Count the lines in the rows below that contain the word "white", and give only that number.

• _Data entries_:
___

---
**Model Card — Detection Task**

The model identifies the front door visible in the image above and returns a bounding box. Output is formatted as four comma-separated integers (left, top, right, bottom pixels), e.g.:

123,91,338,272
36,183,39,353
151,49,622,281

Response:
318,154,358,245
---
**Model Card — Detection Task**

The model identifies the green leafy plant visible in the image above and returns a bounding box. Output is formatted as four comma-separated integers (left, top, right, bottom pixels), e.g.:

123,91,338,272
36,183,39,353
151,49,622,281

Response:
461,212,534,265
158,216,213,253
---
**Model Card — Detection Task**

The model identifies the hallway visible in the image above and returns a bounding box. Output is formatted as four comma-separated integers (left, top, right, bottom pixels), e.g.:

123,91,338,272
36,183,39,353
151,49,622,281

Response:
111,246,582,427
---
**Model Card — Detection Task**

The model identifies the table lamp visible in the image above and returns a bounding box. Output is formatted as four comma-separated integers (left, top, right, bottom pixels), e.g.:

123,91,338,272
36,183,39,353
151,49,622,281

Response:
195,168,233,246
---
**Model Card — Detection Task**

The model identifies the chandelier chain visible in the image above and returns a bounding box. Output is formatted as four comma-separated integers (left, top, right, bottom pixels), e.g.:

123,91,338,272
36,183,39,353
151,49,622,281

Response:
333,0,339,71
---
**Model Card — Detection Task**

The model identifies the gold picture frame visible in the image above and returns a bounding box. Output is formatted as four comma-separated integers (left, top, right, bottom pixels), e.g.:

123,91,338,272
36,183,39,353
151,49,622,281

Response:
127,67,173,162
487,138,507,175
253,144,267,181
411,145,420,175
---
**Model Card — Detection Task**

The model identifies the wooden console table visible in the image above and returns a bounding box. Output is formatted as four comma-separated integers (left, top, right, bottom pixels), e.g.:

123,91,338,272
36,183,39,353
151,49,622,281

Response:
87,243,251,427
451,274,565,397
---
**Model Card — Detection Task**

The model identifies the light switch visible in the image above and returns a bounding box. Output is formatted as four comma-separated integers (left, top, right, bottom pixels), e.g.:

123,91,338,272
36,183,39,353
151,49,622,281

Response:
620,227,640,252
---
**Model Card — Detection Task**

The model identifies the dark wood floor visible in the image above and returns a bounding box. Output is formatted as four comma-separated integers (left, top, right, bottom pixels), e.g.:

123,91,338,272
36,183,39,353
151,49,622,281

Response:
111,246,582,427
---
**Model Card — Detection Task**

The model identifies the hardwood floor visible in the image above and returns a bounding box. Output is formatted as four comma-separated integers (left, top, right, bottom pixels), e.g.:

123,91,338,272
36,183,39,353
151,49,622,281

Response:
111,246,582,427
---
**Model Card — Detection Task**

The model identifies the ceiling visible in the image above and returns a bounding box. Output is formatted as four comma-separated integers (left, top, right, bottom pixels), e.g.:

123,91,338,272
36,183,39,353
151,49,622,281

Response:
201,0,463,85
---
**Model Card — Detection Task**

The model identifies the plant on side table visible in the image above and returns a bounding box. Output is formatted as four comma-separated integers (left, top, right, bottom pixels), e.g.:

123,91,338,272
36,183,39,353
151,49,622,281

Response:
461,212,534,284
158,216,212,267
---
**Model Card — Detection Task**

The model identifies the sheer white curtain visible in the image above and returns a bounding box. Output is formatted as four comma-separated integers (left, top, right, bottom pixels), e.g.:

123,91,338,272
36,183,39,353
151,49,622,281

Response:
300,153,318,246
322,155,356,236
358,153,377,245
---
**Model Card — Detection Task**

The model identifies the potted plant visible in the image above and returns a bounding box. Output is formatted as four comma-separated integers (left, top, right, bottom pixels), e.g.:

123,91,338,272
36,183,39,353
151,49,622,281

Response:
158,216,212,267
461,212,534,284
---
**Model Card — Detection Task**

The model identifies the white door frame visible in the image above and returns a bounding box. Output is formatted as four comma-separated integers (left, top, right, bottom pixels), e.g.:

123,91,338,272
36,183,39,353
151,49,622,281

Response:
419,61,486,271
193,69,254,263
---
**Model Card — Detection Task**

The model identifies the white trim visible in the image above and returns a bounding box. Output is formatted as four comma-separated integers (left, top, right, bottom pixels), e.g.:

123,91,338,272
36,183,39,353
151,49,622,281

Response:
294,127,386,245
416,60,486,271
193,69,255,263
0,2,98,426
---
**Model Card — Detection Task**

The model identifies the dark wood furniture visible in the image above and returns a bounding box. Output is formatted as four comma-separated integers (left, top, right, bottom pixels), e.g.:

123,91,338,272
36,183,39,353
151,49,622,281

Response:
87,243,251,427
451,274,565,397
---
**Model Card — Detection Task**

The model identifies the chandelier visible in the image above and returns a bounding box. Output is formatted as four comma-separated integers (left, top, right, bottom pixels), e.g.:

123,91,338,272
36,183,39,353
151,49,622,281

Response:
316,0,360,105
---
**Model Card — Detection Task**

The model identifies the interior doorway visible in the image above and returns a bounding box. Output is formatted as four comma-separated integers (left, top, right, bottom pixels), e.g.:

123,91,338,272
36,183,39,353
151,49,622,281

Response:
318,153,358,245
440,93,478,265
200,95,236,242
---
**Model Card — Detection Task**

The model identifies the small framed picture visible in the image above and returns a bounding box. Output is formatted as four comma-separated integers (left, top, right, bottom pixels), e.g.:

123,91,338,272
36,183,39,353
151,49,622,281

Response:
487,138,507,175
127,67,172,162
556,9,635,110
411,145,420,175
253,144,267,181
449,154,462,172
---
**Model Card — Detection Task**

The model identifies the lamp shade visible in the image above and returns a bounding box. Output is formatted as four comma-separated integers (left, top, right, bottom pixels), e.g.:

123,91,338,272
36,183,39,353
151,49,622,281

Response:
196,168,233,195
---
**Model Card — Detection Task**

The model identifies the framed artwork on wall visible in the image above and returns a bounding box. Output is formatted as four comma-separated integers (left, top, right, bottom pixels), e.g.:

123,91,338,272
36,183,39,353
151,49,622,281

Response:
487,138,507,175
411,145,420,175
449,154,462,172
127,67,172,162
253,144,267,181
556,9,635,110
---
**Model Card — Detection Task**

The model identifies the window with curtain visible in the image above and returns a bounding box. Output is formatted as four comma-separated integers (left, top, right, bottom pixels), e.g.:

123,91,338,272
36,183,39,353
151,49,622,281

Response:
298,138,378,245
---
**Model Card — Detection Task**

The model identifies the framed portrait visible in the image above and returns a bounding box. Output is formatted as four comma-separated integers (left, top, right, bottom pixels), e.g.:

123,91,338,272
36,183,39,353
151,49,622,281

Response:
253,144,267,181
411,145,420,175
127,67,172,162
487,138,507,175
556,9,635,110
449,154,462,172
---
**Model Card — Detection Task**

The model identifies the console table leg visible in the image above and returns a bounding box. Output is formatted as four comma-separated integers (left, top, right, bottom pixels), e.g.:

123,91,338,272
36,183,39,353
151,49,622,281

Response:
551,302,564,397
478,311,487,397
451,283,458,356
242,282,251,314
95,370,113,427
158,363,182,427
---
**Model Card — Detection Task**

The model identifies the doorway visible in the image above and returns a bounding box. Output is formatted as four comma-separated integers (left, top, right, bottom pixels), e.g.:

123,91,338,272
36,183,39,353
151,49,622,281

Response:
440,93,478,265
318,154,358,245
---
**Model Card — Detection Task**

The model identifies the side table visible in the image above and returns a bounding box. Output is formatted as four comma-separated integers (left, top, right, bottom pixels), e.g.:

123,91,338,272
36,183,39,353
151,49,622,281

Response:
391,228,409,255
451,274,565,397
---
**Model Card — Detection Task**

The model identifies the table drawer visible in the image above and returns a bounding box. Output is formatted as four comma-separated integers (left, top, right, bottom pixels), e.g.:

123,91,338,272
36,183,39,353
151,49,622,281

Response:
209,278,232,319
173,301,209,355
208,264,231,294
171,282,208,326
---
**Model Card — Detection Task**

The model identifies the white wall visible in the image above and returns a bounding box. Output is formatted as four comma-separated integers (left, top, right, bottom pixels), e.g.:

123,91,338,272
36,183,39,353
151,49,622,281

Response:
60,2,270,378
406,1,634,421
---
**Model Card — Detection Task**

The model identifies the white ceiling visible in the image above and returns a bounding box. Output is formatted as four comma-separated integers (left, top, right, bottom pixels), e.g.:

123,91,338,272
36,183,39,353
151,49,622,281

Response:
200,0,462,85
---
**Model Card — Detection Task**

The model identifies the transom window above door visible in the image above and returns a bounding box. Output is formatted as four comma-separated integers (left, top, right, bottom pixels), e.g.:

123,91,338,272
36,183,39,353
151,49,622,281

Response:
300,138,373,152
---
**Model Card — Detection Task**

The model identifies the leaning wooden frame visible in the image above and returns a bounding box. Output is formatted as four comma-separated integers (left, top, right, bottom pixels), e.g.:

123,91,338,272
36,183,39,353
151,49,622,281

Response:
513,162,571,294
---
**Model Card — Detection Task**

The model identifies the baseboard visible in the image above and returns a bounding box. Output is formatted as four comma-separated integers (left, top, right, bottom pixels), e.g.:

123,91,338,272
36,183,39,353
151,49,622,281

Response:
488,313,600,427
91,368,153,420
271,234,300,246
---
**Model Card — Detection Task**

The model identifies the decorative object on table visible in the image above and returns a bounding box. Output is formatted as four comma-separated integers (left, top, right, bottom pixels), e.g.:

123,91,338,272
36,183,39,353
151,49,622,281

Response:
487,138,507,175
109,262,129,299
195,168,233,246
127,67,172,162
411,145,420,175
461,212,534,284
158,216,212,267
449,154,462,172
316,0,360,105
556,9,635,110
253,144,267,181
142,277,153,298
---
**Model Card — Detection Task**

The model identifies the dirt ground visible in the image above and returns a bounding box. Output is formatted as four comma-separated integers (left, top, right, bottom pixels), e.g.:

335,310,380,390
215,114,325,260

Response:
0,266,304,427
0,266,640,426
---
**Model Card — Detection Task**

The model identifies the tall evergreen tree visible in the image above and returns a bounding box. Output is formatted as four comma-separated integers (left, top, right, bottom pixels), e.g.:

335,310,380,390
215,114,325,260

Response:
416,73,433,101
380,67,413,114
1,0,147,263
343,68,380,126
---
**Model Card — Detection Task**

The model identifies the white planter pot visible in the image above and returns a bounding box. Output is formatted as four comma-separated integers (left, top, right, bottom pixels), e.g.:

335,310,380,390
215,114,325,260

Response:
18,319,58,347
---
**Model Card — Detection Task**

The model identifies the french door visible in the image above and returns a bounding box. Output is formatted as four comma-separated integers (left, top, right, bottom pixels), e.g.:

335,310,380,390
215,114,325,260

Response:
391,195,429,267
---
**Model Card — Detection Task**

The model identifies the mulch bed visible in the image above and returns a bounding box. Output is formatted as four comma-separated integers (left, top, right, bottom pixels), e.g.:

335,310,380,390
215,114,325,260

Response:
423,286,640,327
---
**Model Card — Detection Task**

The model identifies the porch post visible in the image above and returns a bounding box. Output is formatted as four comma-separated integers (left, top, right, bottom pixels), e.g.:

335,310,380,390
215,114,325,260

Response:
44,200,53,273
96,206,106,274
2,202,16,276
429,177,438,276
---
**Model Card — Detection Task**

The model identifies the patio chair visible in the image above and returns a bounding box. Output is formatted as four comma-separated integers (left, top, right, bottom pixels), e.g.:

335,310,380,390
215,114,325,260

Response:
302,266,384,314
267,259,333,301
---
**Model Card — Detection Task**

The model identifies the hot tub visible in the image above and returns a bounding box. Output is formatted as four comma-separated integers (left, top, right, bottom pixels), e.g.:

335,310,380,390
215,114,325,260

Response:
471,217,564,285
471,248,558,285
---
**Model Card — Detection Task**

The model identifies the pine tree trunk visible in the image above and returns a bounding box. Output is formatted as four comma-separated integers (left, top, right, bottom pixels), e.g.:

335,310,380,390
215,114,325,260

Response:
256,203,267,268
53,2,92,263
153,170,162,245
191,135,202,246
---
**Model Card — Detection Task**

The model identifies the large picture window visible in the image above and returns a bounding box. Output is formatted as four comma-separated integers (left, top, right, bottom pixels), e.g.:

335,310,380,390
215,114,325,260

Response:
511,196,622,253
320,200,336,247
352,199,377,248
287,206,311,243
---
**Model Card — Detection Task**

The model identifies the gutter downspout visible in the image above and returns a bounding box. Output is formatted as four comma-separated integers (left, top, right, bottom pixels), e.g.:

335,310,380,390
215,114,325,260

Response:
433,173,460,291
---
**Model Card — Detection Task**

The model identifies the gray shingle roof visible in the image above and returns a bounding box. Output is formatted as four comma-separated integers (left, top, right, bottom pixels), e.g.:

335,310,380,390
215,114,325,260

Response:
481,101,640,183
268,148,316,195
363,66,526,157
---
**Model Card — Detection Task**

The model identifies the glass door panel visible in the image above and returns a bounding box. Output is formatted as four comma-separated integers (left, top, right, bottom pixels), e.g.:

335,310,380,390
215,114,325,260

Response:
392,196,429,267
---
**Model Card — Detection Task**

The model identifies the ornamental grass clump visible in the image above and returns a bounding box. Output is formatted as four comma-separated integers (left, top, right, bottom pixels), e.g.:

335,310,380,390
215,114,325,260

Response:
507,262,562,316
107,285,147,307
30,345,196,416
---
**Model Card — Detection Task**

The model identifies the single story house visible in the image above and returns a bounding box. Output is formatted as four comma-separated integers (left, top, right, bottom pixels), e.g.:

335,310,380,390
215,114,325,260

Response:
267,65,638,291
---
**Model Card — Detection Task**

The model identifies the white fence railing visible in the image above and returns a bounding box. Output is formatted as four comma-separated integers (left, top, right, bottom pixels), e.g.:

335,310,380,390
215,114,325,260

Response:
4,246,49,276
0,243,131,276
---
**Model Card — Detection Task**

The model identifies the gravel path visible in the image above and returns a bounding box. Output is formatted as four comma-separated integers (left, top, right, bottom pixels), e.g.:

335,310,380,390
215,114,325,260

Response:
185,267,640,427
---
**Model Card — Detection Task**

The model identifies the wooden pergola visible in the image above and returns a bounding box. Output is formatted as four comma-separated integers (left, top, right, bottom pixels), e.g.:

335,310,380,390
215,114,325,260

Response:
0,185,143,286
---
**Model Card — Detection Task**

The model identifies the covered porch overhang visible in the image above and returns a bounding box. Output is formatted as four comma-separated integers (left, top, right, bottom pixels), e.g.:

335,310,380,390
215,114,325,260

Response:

___

• _Result for this task_: 7